=== Texte d'étude ===
Les maladies à prions sont des maladies rares, caractérisées par une dégénérescence du système nerveux central et la formation d'agrégats infectieux d'une protéine spécifique, la protéine du prion (PrP).
La transmission interindividuelle des maladies à prions est étudiée depuis de nombreuses années. Les travaux réalisés sur les modèles d'étude de primate non-humain (PNH) ont permis de montrer que ces maladies pouvaient être transmises par inoculation, inaugurant ainsi le concept d'encéphalopathie subaiguë spongiforme transmissible. Ces maladies sont caractérisées par une évolution rapide et fatale, ainsi que par l'absence de traitement. Chez l'Homme, les maladies à prions se présentent sous trois formes épidémiologiques : la forme sporadique (maladie de Creutzfeldt-Jakob (MCJ) survenue isolée, cette forme représente la majorité des cas), les formes familiales ou génétiques (associées à une mutation dans le gène codant pour la protéine du prion) et les formes acquises, la transmission étant iatrogène (transmission liée à certains actes médicaux) ou par ingestion de produits d'origine animale contaminés comme pour les patients atteints par la maladie de la « vache folle » (Encéphalopathie Spongiforme Bovine - ESB), variante de la MCJ.
Dans les formes acquises survenues lors de contaminations par voies dites périphériques (voie orale ou intraveineuse), les prions se répliquent tout d'abord dans les organes lymphoïdes (ganglions lymphatiques, rate) avant d'envahir le système nerveux central. Dans l'article publié dans la revue Acta Neuropathologica, les chercheurs du SEPIA ont mis en évidence un nouveau mode de transmission des prions en utilisant comme modèle expérimental un primate non humain infecté par la souche de prion ESB/vMCJ. Plus de sept ans d'incubation silencieuse après l'inoculation d'un échantillon infectieux dans le doigt, les premiers signes comportementaux et neurologiques ont été observés. Les études biochimiques ont confirmé la présence de la protéine du prion anormale (PrPd) dans le système nerveux central. L'analyse histopathologique a mis en évidence la présence de lésions spécifiques des maladies à prions et une signature propre à la vMCJ.

=== Matériel fourni ===
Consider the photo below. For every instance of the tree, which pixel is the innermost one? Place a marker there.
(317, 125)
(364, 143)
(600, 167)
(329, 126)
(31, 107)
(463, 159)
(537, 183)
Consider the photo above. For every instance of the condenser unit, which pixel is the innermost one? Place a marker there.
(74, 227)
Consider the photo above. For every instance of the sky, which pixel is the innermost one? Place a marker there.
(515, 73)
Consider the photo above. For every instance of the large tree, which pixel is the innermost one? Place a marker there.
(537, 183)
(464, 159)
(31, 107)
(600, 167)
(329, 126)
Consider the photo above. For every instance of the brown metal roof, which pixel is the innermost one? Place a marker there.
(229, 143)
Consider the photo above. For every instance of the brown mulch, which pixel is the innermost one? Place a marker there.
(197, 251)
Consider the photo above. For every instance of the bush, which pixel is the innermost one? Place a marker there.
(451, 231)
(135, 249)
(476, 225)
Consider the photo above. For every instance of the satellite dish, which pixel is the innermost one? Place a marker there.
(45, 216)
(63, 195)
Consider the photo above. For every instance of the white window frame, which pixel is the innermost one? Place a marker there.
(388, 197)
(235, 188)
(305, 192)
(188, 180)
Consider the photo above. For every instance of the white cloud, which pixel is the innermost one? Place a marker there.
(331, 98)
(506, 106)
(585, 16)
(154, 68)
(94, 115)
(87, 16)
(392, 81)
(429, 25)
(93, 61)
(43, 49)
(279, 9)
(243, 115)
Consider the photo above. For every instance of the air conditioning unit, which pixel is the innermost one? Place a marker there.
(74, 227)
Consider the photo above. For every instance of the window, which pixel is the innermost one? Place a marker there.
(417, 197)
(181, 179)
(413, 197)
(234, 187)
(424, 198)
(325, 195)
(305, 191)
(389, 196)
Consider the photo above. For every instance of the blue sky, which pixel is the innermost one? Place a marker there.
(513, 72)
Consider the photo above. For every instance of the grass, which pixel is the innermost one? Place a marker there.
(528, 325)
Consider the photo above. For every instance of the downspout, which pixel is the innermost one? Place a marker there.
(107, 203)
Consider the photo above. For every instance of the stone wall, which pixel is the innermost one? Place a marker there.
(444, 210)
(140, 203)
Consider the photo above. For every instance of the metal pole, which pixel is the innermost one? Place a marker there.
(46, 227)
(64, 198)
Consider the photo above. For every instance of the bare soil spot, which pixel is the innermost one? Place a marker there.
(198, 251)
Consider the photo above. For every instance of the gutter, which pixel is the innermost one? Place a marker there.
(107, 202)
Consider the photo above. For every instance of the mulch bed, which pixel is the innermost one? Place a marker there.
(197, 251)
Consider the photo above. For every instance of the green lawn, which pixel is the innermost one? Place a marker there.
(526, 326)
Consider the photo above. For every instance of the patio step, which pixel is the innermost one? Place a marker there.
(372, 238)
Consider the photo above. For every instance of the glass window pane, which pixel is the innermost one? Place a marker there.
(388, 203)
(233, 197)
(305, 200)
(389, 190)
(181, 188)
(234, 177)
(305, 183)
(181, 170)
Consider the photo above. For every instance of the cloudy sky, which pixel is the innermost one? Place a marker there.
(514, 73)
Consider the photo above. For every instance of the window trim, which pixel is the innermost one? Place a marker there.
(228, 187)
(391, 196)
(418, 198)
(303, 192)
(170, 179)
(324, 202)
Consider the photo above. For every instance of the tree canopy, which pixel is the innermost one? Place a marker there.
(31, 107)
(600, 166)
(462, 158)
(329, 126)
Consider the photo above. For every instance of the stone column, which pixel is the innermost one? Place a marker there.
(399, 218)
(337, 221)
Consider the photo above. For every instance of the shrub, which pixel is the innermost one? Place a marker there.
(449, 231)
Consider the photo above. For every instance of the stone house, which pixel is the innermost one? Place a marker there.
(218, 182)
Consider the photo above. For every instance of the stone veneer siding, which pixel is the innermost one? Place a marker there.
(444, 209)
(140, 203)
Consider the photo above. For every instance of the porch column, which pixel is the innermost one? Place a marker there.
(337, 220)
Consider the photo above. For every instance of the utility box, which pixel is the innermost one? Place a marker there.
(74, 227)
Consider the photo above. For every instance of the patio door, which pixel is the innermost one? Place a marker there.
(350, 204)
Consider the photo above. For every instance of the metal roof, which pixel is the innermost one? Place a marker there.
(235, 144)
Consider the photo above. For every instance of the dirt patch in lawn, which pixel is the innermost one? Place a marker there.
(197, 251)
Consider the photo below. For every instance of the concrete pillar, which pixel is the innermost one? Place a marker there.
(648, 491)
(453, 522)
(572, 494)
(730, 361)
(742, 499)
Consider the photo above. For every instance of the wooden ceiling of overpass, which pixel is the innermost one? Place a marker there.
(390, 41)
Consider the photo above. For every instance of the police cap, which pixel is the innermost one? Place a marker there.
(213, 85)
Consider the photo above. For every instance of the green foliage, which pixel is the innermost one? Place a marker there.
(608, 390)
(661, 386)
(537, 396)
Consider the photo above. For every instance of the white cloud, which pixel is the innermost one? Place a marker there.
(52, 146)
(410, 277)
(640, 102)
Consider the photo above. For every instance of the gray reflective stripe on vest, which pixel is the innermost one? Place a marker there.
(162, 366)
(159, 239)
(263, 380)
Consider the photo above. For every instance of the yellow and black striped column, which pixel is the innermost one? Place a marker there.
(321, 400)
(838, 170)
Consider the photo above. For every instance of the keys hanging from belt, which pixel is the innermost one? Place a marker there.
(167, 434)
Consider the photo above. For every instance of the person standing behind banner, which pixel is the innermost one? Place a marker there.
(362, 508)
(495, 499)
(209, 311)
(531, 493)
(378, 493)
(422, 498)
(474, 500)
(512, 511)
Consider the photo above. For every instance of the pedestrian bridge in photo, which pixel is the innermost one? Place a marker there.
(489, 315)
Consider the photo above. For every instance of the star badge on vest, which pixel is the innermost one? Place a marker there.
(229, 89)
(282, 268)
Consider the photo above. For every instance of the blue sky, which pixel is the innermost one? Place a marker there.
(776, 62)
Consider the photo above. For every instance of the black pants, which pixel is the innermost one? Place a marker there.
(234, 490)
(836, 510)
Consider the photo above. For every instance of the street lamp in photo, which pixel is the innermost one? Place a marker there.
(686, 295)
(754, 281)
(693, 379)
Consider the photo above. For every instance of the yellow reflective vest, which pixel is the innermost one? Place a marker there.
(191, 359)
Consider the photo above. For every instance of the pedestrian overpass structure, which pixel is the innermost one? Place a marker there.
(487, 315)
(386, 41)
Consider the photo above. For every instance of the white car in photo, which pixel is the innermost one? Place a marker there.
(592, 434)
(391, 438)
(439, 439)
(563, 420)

=== Action demandée 1 ===
D'après le texte d'étude, combien de temps d'incubation silencieuse s'est écoulé avant l'apparition des premiers signes comportementaux et neurologiques chez le primate non humain ?
=== Action demandée 2 ===
Recopiez le passage du texte d'étude qui va de « Les maladies à prions sont » jusqu'à « du prion (PrP). » inclus.

=== Réponse attendue 1 ===
Plus de sept ans.

=== Réponse attendue 2 ===
Les maladies à prions sont des maladies rares, caractérisées par une dégénérescence du système nerveux central et la formation d'agrégats infectieux d'une protéine spécifique, la protéine du prion (PrP).